Part of a data file

____

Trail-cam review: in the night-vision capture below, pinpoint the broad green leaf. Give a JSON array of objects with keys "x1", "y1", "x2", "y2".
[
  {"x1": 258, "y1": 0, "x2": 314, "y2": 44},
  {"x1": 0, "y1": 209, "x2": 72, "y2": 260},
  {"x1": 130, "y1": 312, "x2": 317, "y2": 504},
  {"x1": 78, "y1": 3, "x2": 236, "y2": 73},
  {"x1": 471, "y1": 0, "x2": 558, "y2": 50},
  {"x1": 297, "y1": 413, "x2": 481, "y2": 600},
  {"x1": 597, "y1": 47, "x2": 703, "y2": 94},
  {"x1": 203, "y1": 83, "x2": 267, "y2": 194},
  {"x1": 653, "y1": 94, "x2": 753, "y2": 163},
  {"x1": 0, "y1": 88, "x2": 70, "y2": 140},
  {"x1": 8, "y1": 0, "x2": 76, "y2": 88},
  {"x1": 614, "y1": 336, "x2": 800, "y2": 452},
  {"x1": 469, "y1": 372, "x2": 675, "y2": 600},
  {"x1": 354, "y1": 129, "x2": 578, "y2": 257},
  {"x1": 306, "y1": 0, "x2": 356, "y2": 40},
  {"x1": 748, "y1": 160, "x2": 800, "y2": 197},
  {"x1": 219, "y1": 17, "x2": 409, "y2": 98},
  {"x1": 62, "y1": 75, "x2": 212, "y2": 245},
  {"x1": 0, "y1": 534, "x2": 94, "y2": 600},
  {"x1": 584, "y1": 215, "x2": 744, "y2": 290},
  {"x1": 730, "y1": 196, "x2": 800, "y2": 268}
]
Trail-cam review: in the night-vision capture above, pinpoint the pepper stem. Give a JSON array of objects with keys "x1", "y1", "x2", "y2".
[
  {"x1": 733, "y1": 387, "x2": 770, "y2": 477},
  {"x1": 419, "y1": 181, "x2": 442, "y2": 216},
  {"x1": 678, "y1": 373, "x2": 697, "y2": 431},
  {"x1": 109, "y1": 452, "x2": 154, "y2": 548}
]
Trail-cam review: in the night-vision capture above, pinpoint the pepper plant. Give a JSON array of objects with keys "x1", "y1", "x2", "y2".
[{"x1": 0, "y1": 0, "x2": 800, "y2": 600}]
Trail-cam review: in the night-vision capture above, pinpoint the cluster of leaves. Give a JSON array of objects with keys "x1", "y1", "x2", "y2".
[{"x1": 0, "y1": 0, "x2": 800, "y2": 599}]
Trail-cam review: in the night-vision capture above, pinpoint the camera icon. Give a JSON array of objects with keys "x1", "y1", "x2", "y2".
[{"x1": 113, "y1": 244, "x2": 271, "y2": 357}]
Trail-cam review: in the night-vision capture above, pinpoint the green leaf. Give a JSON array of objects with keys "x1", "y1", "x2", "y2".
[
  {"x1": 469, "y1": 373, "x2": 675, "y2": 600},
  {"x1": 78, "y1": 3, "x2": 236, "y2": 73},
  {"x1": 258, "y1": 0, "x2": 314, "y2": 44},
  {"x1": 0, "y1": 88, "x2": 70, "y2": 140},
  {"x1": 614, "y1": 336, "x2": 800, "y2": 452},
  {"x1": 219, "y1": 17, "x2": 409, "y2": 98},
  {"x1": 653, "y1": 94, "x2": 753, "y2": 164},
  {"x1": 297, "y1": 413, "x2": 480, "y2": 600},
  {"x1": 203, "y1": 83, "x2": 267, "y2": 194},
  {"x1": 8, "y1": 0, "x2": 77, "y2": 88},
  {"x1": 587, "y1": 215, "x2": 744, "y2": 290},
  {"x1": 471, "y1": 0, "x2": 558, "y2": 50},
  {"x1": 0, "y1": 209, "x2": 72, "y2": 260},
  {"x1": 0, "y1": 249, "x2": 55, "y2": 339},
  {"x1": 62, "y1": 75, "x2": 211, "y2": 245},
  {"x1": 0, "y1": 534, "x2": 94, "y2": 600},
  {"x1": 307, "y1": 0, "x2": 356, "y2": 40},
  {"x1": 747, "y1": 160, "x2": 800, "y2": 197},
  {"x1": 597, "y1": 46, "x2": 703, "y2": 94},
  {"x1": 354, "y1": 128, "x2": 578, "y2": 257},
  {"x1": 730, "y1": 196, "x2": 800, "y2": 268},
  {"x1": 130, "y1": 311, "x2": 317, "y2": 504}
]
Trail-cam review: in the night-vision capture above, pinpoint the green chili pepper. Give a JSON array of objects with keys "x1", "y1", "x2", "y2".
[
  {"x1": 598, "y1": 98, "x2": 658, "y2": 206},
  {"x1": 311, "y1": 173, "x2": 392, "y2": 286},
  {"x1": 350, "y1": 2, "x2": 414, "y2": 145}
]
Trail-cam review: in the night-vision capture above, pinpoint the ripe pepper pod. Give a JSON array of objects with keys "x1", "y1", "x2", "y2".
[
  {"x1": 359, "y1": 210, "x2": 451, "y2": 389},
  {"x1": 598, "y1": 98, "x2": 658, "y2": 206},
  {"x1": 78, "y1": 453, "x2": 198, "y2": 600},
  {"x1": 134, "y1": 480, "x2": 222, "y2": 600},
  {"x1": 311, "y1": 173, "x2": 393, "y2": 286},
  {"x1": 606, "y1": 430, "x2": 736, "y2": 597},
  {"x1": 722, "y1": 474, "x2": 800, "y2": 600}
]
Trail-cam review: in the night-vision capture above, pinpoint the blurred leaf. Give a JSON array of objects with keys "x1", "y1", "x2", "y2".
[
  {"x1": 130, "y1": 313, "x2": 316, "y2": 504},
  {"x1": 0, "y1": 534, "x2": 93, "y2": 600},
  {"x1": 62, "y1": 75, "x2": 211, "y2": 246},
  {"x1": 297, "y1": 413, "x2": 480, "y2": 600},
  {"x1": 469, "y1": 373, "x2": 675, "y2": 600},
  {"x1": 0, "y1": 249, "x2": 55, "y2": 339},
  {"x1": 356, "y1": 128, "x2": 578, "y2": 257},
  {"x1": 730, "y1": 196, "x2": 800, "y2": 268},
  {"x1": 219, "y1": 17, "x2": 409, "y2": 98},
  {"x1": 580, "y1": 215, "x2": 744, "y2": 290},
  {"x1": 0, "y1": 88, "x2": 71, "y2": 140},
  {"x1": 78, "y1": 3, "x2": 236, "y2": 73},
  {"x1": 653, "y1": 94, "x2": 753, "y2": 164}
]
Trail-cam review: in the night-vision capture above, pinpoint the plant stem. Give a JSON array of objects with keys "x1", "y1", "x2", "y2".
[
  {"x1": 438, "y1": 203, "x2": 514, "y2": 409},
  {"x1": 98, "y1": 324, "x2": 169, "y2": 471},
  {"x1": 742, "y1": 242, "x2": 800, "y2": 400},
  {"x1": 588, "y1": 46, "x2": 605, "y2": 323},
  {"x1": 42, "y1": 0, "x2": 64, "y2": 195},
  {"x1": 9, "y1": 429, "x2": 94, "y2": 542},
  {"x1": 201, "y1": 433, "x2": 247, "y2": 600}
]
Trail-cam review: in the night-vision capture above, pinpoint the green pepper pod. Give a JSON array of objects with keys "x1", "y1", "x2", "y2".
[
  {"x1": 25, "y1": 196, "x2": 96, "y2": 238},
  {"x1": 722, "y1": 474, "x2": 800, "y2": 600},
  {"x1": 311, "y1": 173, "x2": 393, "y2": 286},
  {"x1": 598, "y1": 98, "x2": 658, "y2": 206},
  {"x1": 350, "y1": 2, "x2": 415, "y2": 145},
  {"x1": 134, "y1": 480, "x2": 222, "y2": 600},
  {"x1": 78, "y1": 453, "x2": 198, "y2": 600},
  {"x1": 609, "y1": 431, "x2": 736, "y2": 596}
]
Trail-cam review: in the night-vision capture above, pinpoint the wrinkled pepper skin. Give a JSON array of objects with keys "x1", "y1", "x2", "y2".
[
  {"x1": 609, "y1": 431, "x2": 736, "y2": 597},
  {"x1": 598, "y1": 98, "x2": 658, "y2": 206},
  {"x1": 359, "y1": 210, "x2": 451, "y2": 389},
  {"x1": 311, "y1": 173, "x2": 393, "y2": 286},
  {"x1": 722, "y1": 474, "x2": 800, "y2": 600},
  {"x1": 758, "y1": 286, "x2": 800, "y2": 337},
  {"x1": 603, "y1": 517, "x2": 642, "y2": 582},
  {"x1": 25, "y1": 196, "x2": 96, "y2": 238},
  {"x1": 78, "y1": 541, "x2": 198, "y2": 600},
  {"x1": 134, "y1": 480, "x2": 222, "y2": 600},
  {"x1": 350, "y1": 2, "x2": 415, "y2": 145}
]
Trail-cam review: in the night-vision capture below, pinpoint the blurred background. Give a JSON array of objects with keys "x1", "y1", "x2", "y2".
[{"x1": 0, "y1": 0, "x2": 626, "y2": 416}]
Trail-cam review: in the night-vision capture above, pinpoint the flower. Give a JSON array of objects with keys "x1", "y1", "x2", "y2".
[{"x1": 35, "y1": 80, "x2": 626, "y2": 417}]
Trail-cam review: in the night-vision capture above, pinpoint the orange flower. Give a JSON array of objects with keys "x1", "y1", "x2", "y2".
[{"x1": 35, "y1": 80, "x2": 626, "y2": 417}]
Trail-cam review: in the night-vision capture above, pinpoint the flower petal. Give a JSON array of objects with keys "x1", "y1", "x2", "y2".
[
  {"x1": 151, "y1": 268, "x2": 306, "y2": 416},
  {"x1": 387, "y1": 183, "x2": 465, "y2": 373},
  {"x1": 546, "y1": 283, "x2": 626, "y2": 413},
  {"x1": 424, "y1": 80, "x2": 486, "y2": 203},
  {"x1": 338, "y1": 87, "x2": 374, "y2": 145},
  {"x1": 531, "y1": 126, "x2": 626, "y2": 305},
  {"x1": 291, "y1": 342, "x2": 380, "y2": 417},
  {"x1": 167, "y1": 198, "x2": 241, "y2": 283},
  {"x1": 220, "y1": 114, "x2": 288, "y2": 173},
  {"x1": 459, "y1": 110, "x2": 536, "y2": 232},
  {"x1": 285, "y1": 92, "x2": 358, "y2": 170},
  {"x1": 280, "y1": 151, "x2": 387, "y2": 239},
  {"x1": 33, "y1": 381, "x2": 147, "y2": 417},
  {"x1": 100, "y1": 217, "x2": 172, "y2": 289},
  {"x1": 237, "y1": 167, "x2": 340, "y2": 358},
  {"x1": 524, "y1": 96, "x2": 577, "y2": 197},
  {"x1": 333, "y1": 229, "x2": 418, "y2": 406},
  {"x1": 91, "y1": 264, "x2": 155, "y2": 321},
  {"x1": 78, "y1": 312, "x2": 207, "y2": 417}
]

____

### WHAT IS ASKED
Convert the material above, starting at the line containing "the flower petal." and running through its last line, into a Markdown table with the columns No. and Line. Give each line its own row number and skip any blank lines.

### SOLUTION
| No. | Line |
|---|---|
| 1 | Trail-cam review: in the night-vision capture above, pinpoint the flower petal. Give a JSON array of objects with keys "x1", "y1", "x2", "y2". |
| 2 | [ |
| 3 |   {"x1": 151, "y1": 268, "x2": 306, "y2": 416}, |
| 4 |   {"x1": 387, "y1": 183, "x2": 465, "y2": 373}, |
| 5 |   {"x1": 546, "y1": 283, "x2": 626, "y2": 413}, |
| 6 |   {"x1": 424, "y1": 80, "x2": 486, "y2": 203}, |
| 7 |   {"x1": 338, "y1": 87, "x2": 374, "y2": 145}, |
| 8 |   {"x1": 531, "y1": 126, "x2": 626, "y2": 305}, |
| 9 |   {"x1": 291, "y1": 342, "x2": 380, "y2": 417}, |
| 10 |   {"x1": 167, "y1": 198, "x2": 241, "y2": 283}, |
| 11 |   {"x1": 220, "y1": 114, "x2": 288, "y2": 173}, |
| 12 |   {"x1": 459, "y1": 110, "x2": 536, "y2": 232}, |
| 13 |   {"x1": 285, "y1": 92, "x2": 358, "y2": 170}, |
| 14 |   {"x1": 280, "y1": 151, "x2": 387, "y2": 239}, |
| 15 |   {"x1": 33, "y1": 381, "x2": 147, "y2": 417}, |
| 16 |   {"x1": 100, "y1": 217, "x2": 172, "y2": 289}, |
| 17 |   {"x1": 237, "y1": 167, "x2": 340, "y2": 358}, |
| 18 |   {"x1": 524, "y1": 96, "x2": 577, "y2": 197}, |
| 19 |   {"x1": 333, "y1": 229, "x2": 418, "y2": 406}, |
| 20 |   {"x1": 91, "y1": 264, "x2": 155, "y2": 321}, |
| 21 |   {"x1": 78, "y1": 312, "x2": 207, "y2": 417} |
| 22 | ] |